*TO BE DONE*
Turn the data, from its first line through the line containing "pixel 73 74", into a Markdown table with a Row column for the row number and an Entry column for the line. Skip blank lines and leave the pictures out.

____

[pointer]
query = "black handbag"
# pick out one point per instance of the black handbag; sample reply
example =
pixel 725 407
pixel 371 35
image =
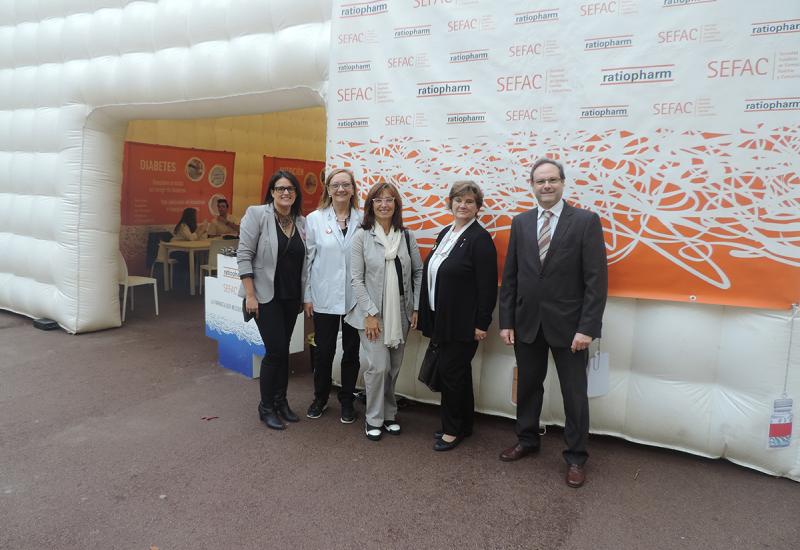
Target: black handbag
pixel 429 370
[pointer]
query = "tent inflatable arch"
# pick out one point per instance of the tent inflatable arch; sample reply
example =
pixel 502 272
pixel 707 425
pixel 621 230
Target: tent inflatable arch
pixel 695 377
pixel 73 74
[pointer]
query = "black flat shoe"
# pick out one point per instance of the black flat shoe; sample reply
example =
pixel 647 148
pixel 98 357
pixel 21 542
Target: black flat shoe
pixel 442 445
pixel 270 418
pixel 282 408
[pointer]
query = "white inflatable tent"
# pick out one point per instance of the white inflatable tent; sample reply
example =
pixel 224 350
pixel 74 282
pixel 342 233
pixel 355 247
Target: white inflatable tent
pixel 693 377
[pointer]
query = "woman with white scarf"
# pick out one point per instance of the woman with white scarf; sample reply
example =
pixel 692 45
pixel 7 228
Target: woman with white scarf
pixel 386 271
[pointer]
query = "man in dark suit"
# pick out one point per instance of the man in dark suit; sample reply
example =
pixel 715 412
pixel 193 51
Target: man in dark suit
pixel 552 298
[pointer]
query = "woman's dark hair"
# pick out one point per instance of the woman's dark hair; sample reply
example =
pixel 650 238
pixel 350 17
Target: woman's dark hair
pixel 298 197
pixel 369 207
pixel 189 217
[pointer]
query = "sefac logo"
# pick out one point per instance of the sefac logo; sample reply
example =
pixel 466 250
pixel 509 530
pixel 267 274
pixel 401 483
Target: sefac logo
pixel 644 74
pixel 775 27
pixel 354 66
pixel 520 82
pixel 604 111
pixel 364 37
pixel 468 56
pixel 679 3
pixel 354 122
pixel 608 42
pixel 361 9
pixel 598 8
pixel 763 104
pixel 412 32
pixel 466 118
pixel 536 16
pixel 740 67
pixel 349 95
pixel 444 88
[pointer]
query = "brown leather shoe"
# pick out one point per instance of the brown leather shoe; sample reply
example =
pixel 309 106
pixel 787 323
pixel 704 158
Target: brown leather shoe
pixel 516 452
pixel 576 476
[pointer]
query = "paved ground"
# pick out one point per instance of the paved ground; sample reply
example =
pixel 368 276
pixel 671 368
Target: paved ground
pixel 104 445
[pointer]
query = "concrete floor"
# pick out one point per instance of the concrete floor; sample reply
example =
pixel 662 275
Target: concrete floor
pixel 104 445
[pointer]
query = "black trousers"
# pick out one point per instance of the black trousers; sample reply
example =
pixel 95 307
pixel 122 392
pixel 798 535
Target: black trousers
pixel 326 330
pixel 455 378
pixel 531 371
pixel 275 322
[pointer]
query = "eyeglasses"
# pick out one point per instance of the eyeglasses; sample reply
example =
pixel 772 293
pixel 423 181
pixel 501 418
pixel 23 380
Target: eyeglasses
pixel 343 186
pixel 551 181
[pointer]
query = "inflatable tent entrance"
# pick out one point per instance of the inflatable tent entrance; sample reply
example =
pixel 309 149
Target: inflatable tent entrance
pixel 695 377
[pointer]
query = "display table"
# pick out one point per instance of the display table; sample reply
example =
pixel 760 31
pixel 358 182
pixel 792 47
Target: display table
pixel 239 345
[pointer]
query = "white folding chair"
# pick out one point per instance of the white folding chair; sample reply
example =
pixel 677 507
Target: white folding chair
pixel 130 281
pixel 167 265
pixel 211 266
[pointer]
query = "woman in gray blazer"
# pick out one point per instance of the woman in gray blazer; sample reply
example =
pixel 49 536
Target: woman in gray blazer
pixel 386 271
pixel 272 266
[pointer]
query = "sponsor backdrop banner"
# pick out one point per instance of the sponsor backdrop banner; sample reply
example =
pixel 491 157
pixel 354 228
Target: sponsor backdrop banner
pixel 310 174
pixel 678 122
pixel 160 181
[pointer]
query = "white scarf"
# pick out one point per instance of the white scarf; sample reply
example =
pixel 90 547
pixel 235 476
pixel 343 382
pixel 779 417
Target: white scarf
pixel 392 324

____

*EXERCISE RESPONSE*
| Row | Entry |
|---|---|
| 1 | [pointer] |
| 2 | query = "black handbag" |
| 3 | # pick out one point per instance of the black handbag; sample reply |
| 4 | example = |
| 5 | pixel 725 407 |
| 6 | pixel 371 35 |
| 7 | image = |
| 8 | Target: black handbag |
| 9 | pixel 429 370 |
| 10 | [pointer] |
| 11 | query = "tent inflatable arch" |
| 12 | # pick out one point per instance of the tent inflatable arch; sample reply |
| 13 | example = |
| 14 | pixel 502 272 |
| 15 | pixel 707 425 |
| 16 | pixel 621 230 |
| 17 | Target: tent inflatable arch |
| 18 | pixel 695 377 |
| 19 | pixel 73 74 |